* [Directions]:
Please return each line of the items below that contains the word "white".

-- START OF Data section --

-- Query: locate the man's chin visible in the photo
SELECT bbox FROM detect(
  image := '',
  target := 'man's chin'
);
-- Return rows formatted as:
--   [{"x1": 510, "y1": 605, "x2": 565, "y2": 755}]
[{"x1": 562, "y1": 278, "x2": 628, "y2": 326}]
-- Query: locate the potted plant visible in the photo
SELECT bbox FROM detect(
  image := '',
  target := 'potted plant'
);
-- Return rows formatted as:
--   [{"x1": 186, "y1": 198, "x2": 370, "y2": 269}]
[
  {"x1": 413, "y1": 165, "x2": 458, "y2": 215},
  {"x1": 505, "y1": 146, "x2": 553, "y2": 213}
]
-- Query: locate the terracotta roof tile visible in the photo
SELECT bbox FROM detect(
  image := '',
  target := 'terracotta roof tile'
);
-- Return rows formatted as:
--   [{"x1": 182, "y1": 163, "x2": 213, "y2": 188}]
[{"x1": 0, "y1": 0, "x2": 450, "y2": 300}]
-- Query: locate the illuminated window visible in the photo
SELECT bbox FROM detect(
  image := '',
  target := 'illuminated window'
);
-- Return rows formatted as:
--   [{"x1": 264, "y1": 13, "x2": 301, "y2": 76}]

-- END OF Data section --
-- START OF Data section --

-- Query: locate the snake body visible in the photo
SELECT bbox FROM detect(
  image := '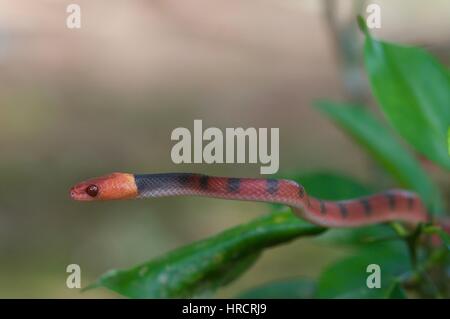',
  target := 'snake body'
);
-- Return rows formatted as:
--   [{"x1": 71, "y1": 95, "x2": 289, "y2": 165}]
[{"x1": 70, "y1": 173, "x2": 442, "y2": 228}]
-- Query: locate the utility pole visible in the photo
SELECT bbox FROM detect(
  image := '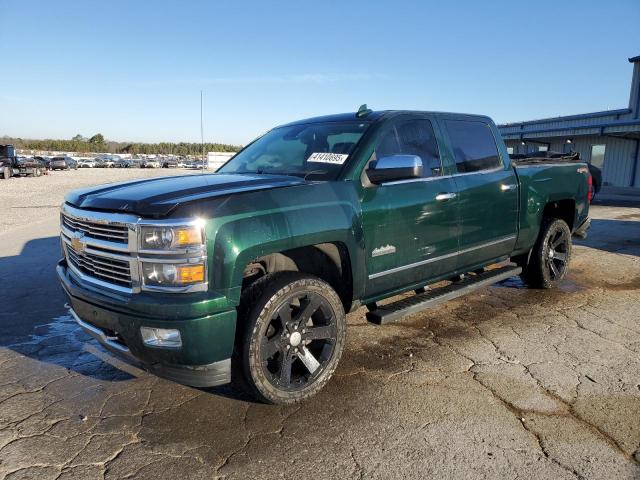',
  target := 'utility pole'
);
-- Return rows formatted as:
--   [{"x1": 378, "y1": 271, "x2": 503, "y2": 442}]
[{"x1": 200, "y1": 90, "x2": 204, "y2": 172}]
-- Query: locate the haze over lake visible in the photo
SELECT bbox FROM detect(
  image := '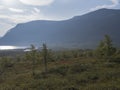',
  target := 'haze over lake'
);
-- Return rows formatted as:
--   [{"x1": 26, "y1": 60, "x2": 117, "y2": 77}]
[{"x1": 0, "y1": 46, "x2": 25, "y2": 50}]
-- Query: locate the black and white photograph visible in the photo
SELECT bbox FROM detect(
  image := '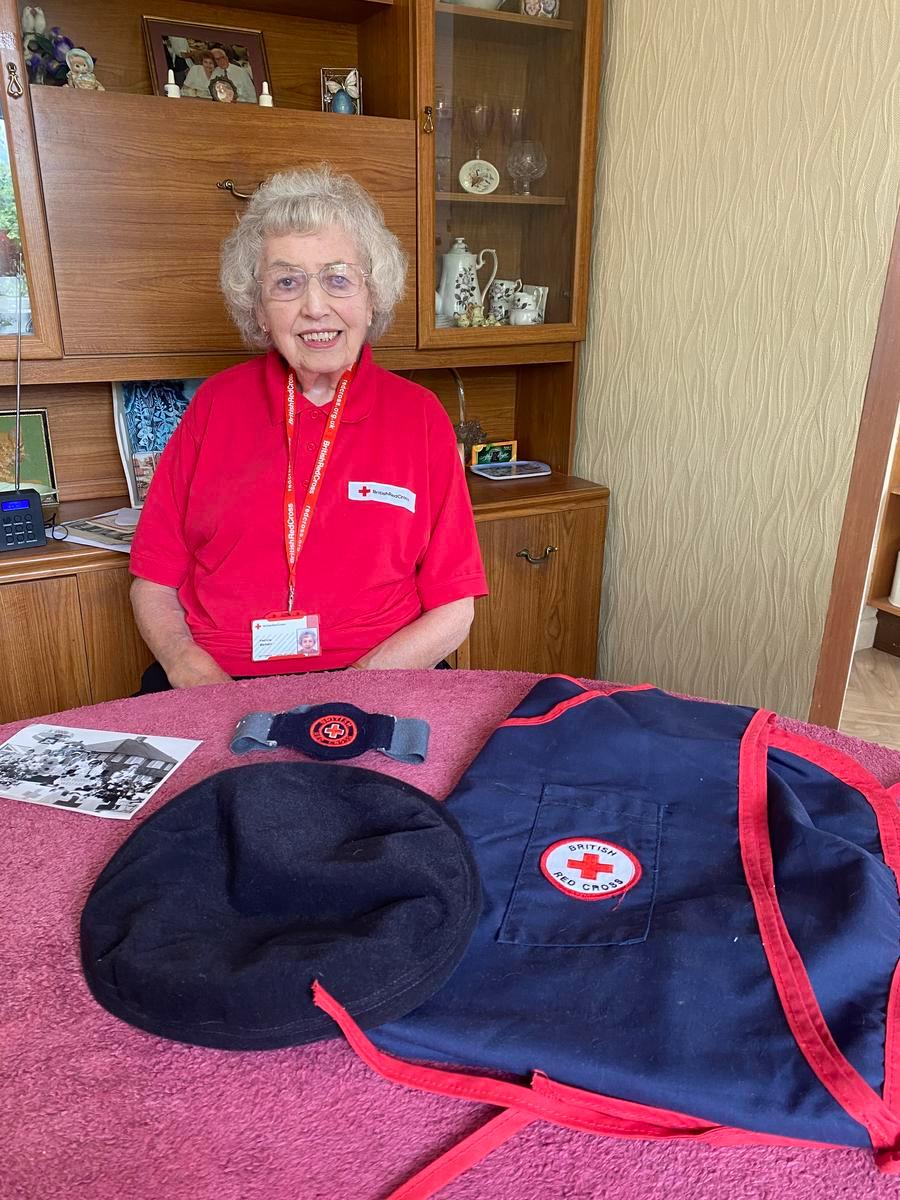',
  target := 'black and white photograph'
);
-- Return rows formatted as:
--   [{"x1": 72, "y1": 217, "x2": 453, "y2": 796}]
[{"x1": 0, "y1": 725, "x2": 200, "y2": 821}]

-- END OF Data section --

* [Task response]:
-- Query: locate the black and white photograph visible in the photo
  target := 'black and white photograph'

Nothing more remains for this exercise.